Skip the pictures. Repeat everything else in the records word for word.
>> start Record extracts
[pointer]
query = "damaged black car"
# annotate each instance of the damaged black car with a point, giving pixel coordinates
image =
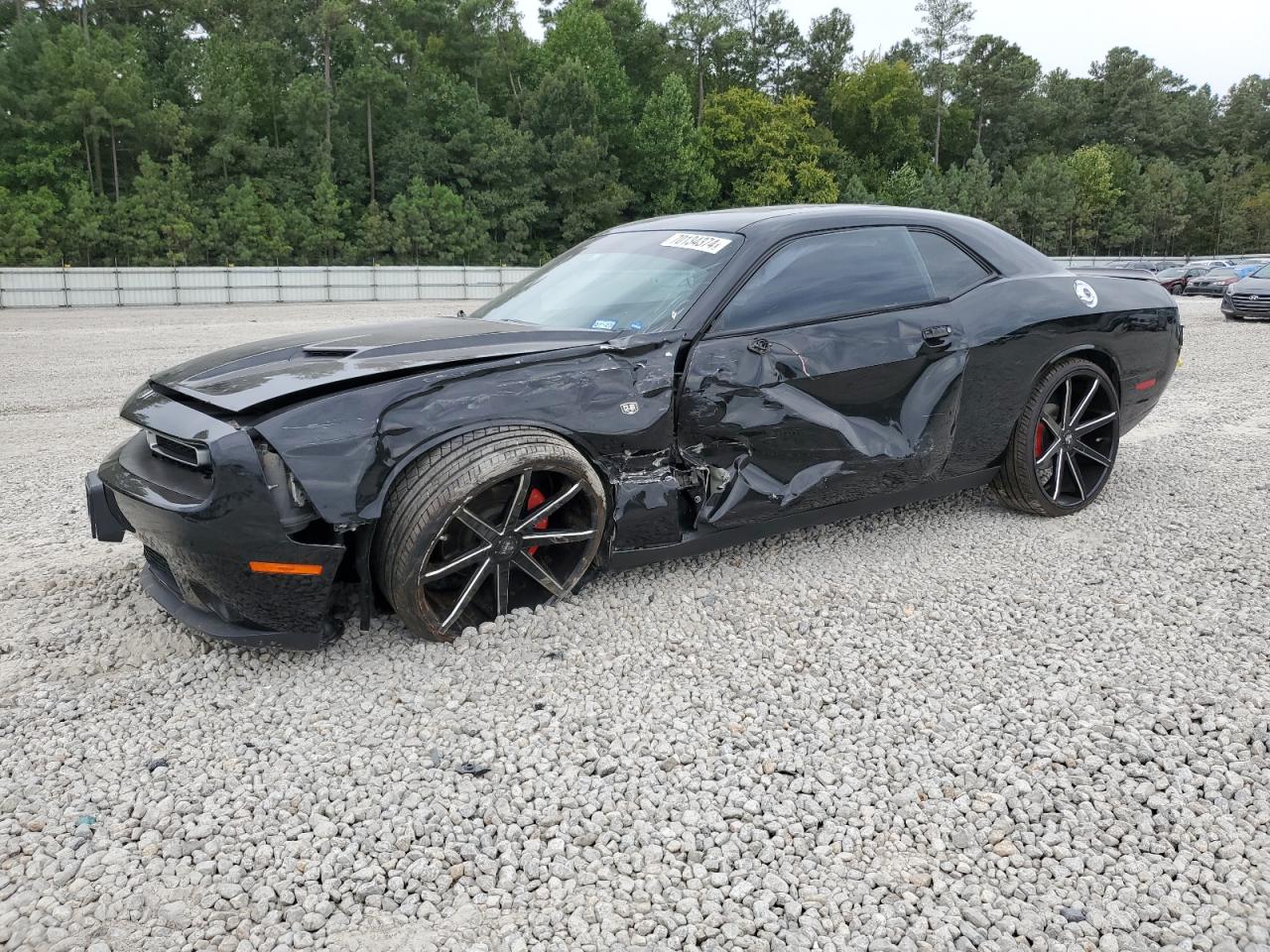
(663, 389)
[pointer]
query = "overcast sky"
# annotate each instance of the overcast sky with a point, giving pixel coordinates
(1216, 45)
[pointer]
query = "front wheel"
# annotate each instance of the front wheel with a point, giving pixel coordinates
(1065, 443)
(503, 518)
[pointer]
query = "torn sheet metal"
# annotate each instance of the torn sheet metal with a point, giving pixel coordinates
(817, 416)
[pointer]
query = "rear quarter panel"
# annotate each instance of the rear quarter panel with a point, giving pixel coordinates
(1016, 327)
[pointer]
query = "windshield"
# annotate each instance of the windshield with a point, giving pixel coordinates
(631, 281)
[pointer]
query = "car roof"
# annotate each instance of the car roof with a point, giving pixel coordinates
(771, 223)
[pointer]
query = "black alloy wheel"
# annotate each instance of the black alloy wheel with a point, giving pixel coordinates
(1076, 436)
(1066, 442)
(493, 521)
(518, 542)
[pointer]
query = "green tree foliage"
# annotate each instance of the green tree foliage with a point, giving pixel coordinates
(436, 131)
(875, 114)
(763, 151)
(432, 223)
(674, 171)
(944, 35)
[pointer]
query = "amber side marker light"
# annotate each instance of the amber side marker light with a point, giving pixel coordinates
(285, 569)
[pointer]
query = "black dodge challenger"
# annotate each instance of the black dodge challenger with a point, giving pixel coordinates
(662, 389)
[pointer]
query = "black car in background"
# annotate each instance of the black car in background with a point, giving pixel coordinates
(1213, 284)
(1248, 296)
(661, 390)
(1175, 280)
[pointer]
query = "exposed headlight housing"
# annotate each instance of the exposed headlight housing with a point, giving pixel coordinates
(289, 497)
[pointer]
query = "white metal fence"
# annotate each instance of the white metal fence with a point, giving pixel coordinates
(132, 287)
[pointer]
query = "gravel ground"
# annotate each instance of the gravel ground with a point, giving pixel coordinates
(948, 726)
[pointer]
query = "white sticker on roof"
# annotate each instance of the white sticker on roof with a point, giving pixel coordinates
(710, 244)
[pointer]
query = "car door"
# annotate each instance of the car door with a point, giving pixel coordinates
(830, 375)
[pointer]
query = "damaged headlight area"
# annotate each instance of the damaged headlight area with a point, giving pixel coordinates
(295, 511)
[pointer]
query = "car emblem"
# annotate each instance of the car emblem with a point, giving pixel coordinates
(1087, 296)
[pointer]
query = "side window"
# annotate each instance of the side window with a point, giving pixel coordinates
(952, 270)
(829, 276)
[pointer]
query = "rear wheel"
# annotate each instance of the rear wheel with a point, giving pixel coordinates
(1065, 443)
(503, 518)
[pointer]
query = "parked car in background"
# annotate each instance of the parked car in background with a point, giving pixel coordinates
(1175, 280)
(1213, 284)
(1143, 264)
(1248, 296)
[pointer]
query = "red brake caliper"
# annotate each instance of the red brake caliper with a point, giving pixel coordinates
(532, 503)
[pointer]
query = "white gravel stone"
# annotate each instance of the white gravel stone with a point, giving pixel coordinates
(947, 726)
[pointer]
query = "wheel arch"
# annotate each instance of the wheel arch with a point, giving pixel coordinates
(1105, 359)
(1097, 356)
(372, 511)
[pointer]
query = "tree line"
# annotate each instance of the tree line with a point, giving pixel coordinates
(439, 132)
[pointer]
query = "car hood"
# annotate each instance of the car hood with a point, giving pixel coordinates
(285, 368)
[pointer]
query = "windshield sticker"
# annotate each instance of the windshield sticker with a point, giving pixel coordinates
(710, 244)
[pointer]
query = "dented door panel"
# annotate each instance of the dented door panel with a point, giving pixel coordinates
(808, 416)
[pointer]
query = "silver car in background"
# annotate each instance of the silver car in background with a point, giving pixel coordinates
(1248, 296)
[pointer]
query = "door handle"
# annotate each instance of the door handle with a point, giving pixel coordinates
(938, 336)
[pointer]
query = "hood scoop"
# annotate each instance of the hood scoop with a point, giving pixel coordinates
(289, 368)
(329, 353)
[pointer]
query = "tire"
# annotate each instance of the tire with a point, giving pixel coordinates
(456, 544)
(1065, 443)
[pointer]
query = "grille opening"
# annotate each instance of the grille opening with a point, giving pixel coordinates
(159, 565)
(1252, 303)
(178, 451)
>> end Record extracts
* The response *
[pointer]
query = "damaged black car"
# annotate each instance of the damaged black car with a point, giving pixel coordinates
image =
(663, 389)
[pointer]
query = "overcast sky"
# annotate each instance of the overcast sky with a point, giving pixel coordinates
(1216, 45)
[pointer]
query = "front wheel"
# annotate each instance of the front wheel with a point, giving pixel coordinates
(1065, 443)
(503, 518)
[pointer]
query = "torn sheet metal"
# annotate each instance of the torn sheet metal with a point, giving pixel coordinates
(817, 416)
[pointer]
query = "rear quarter panel"
# annotate each instance of the rear quarter panel with a point, giving pixel coordinates
(1016, 327)
[pointer]
query = "windshield"
# annotate each instance of the windshield with a point, giving pixel coordinates
(631, 281)
[pointer]
query = "car roof"
# annotate each instance of the car roof with a point, giving pixel coordinates
(771, 223)
[pointer]
query = "black alloy wheel"
# annotate each instance of the black alloy wheel with a point, giving pixel coordinates
(1076, 436)
(1066, 442)
(493, 521)
(518, 542)
[pointer]
query = "green tree foliage"
# annotate each instance of the green tree foliage with a point, giving pixel coordinates
(436, 131)
(875, 114)
(763, 151)
(432, 223)
(674, 171)
(944, 35)
[pointer]
query = "amber side marker light"
# annotate each instance of the amber side marker light with a point, giving pixel coordinates
(285, 569)
[pointer]
query = "black dodge challenger"
# annotate each instance of the black dodge challenger with a point, giving pixel coordinates
(662, 389)
[pointer]
query = "black car in background"
# annotate each instance of the black car in background with a point, giving pixel coordinates
(1213, 284)
(1248, 296)
(661, 390)
(1175, 280)
[pointer]
query = "exposed headlight housing"
# annotate each instance of the exposed headlight housing with a point, giving pixel coordinates
(289, 497)
[pointer]
query = "white metal fence"
# annotate each instance of the white metal fence with a point, giving pixel coordinates
(132, 287)
[pointer]
query = "gravel ground"
# annotate each instance of the gravel ground with a point, giving pixel coordinates
(948, 726)
[pointer]
query = "white sticker on roof"
# annotate each instance of the white sticker on roof with a point, giving pixel coordinates
(710, 244)
[pointer]
query = "car door"
# annotate each instance of the car door with a point, giving pixel coordinates
(830, 375)
[pointer]
query = "damaged headlight area"
# annotate each instance of the damaged headlight area with a point, giving pixel coordinates
(295, 511)
[pointer]
query = "car emblem"
# annotate each instance of the car emblem with a point, giving pixel coordinates
(1087, 296)
[pointer]
query = "side window"
# annotate each instance of the side window with a point, giving pixel coordinates
(952, 270)
(829, 276)
[pointer]
query = "rear wheel"
# annotate each instance of the rear wheel with a point, giving pixel coordinates
(1065, 443)
(503, 518)
[pointer]
query = "parked car in background"
# annotate each instance of the parked car in background with a point, giving pixel coordinates
(1175, 280)
(1213, 284)
(1143, 264)
(1248, 296)
[pointer]
query = "red brake caliper"
# annotate each instance of the red brake caliper with a point, giving pixel coordinates
(532, 503)
[pointer]
query = "white gravel stone"
# annotate each instance of the white gravel stone with a point, giving pixel coordinates
(947, 726)
[pointer]
query = "wheel arch"
# annotate each instance of the wheel arch with a point, giving pixel coordinates
(1105, 359)
(1097, 356)
(372, 511)
[pointer]
query = "tree line"
# annotate each instance of the tree line with a point, giving pixel coordinates
(439, 132)
[pointer]
query = "car hood"
# annotate each instance of the car hood with a point, giving pixel coordinates
(285, 368)
[pointer]
query = "windshield sticker"
# annotate each instance of the windshield sticker with a point, giving pixel coordinates
(710, 244)
[pointer]
query = "dented door panel"
# annotate each instance of the dented door panel with a point, giving pixel coordinates
(808, 416)
[pointer]
query = "silver car in background"
# annotate each instance of the silver car in background with a point, giving pixel coordinates
(1248, 296)
[pointer]
query = "door handle"
# annotate each instance of the door handle with a point, giving pixel coordinates
(938, 336)
[pointer]
query = "hood scoop"
# annotate each instance of the hood scoop with a point, giving pixel coordinates
(289, 368)
(329, 353)
[pointer]
query = "tire"
# annotate each instance of the tire with a point, giving pixel coordinates
(456, 544)
(1065, 443)
[pointer]
query = "grille opening"
# annotate each instance of the grille opening with a point, giving pixel coordinates
(159, 565)
(1252, 303)
(178, 451)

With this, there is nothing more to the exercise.